▸ **DATI REGISTRATI**
▬▬▬▬▬▬▬▬▬▬

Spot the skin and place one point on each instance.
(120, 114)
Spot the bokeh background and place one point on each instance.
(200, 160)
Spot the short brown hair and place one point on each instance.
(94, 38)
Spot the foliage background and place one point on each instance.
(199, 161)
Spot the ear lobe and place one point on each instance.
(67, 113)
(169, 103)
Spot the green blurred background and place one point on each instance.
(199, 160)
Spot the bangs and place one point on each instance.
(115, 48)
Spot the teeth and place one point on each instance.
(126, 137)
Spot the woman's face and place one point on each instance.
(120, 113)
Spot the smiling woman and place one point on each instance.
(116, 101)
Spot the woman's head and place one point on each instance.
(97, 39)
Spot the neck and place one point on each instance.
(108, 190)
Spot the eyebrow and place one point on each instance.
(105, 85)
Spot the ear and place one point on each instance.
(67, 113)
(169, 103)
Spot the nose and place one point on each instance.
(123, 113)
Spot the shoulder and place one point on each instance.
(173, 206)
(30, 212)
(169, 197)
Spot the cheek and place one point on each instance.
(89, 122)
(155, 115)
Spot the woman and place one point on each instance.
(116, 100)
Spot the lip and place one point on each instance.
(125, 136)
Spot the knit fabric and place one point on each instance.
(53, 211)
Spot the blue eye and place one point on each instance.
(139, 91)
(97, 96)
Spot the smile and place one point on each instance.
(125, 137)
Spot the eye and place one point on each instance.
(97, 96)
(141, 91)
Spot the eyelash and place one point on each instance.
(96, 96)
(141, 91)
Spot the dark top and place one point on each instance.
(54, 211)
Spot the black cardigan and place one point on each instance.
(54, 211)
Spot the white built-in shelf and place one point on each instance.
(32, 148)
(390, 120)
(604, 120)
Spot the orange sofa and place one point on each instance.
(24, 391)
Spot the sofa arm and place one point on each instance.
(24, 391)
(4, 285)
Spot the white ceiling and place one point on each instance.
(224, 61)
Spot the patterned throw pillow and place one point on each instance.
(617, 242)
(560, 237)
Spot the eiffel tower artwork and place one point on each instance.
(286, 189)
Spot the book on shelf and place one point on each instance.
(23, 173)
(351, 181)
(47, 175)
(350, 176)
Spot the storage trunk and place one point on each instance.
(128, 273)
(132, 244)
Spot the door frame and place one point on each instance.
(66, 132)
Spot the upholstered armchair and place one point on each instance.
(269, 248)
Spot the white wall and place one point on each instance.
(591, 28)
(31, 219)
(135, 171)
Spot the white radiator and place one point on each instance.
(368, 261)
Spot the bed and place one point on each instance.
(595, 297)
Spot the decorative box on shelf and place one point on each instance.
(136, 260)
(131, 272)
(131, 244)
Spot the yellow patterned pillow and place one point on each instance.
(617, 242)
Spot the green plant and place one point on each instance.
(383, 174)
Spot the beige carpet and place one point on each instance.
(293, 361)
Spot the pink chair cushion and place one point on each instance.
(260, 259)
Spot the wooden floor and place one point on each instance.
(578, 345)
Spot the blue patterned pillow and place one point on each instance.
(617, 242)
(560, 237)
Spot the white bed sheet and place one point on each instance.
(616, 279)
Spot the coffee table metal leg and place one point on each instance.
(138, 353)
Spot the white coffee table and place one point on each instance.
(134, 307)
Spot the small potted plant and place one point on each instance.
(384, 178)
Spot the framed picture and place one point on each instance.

▬▬▬▬▬▬▬▬▬▬

Nella parte dei record che va dalla riga contenente "Spot the blue patterned" fino alla fine dei record, sostituisci "coffee table" con "side table" lasciando invariato tutto il resto. Riporta soltanto queste righe.

Spot the blue patterned pillow and place one point on each instance.
(617, 242)
(560, 237)
Spot the white bed sheet and place one point on each instance.
(616, 279)
Spot the side table metal leg and place one point on each instance.
(138, 353)
Spot the white side table and place one point on each instance.
(134, 307)
Spot the small potted plant and place one point on each instance.
(384, 178)
Spot the framed picture and place one point on each instance.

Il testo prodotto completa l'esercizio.